▶ **Document extract**

-------

Why was it necessary to extend lengths of copyrights?
Becuase at the time copyright law was originally devised it was not likely that the lawmakers saw that there would be any value to work manufactured in the distant past. I oppose the government taking away someone's property, intellectual or otherwise.
Were artists really having trouble making money with the shorter terms, or are they just trying to guarantee their continued dominance into the indefinite future?
Well, lets see, Shakespeare didn't have copyright, and he hardly died a rich man. I'd say they are legitimately asking to be rewarded for their works. If people are still willing to pay for them, the artist or copyright owner should still get their cut.
Try as you might, you simply aren't going to get me to feel sorry for the media compaines.
Well, I don't have much sympathy for the "I don't want to pay for stuff" crowd either.
However, if I don't like the crap they're churning out, I would like an alternative,
You have the best alternative, don't buy it.
But, then, God forbid anyone consider anything besides corporate profit in determining social policy or anything.
I should hope not, the two don't have a damn thing to do with each other.
DrLunch.com The site that tells you what's for lunch!

-------

▶ **Extracted material**
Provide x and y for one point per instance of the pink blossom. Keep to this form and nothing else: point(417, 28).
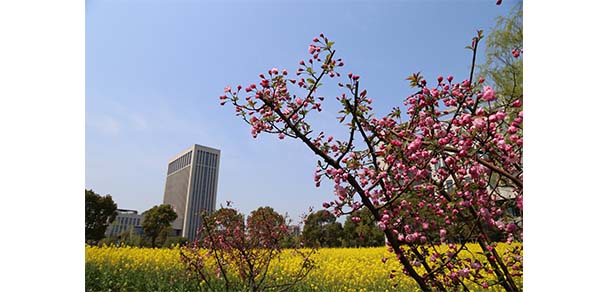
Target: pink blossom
point(488, 93)
point(443, 232)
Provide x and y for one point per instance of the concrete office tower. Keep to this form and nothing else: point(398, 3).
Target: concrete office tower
point(190, 187)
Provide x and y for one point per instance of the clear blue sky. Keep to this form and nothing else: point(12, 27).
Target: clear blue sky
point(155, 69)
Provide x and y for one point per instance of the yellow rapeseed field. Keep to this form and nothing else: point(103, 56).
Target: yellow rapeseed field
point(337, 269)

-------

Extend the copyright discussion by continuing on from its last line. The records come from a separate source.

Lets see there are more books in print, more music in circulation, more movies in existance, and more software out there today than in any point in history.
Yep, those darn IP laws must be stifling things. Help I'm being repressed! God forbid anyone make money from their work or anything.
DrLunch.com The site that tells you what's for lunch!
IP laws don't stifle popular culture. They reinforce it.
Note, I don't think it's a good thing.
IP laws give a) publishers and b) purchasers of entertainment material the ability not only to control the expression of the works they own, but more importantly, the interpretation as well.
On top of that, purchasers of this material also have the power to prevent or limit the release of material, for whatever reason. Maybe they are embarrased by the work because it is poor quality. Maybe they are afraid of it because it is (has become) controversial. Maybe cutting back on production is a convenient way to 'prove' financial damages in court. Or maybe they bought the material in the first place to prevent it's release.
This has the effect of reinforcing popular culture by stifling unpopular culture, and keeping the LCD of pop culture fans pretty common and low.
Terrorists can attack freedom, but only Congress can destroy it.
As you noted, I think that there is definitely some value in allowing the music publishers to profit from their promotional work. The question I raised was whether there is a more efficient way to do this than by the copyright laws.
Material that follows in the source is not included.